Change "thin branch" to "slender twig" in each of the items below, keeping the rest of every line as it is, and leave out the pictures.

** Begin **

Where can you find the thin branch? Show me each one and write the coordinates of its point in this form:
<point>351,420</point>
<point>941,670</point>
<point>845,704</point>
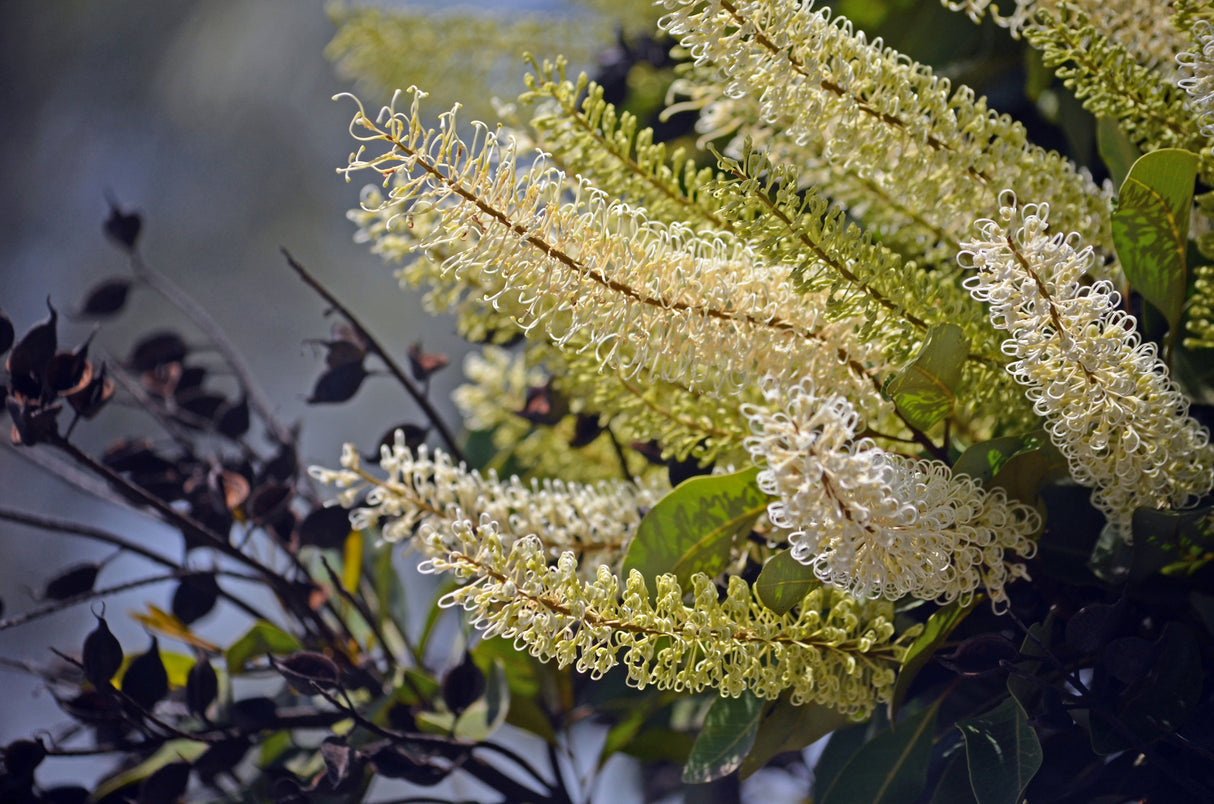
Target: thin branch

** End **

= OUTPUT OF THE EXERCISE =
Where can you find the slender twig? Show me each one and write the coordinates of its point in this form:
<point>351,420</point>
<point>941,670</point>
<point>845,704</point>
Target: slender twig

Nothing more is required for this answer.